▶ _TASK TO CARRY OUT_
Render as a JSON list of strings, one string per line and with blank lines omitted, the lines of the records from the line containing "outline --target=banner on" through the end of the records, both ends included.

▶ _RECORDED INFORMATION_
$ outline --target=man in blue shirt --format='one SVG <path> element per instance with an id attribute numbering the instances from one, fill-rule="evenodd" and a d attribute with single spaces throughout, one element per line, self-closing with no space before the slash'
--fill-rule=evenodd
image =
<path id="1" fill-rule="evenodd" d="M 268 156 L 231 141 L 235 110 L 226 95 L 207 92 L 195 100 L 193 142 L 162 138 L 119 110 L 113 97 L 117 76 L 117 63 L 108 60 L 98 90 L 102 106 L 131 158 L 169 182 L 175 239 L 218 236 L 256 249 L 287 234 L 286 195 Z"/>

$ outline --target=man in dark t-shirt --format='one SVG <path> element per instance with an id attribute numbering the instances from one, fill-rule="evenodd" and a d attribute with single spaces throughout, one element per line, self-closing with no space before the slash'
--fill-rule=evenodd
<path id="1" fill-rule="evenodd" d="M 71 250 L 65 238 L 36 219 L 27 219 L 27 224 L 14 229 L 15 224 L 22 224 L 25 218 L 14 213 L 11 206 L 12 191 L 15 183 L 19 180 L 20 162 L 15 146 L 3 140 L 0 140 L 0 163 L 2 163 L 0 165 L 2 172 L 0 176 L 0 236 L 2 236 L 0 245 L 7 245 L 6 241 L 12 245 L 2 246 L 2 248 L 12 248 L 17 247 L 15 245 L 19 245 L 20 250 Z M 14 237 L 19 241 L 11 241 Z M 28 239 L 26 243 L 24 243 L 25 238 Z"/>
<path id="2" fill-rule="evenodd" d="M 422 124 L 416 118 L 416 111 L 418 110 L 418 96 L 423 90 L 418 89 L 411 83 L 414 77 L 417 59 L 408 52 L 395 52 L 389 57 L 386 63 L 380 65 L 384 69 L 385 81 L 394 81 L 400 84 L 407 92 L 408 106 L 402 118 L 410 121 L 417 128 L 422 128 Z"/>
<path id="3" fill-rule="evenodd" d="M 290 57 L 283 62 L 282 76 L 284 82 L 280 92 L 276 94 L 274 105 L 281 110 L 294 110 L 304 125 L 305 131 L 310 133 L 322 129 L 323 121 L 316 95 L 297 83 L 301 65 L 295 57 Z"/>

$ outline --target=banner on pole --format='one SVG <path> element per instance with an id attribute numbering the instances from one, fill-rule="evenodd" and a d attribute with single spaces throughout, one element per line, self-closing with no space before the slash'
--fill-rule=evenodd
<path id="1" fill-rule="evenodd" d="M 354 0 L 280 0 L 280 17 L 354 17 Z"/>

▶ _TASK RESULT_
[
  "$ outline --target=banner on pole --format='one SVG <path> element per instance with an id attribute numbering the instances from one, fill-rule=\"evenodd\" and a d attribute with single spaces throughout, one element per line, self-closing with no space before the slash'",
  "--fill-rule=evenodd",
  "<path id=\"1\" fill-rule=\"evenodd\" d=\"M 354 0 L 280 0 L 280 17 L 354 17 Z\"/>"
]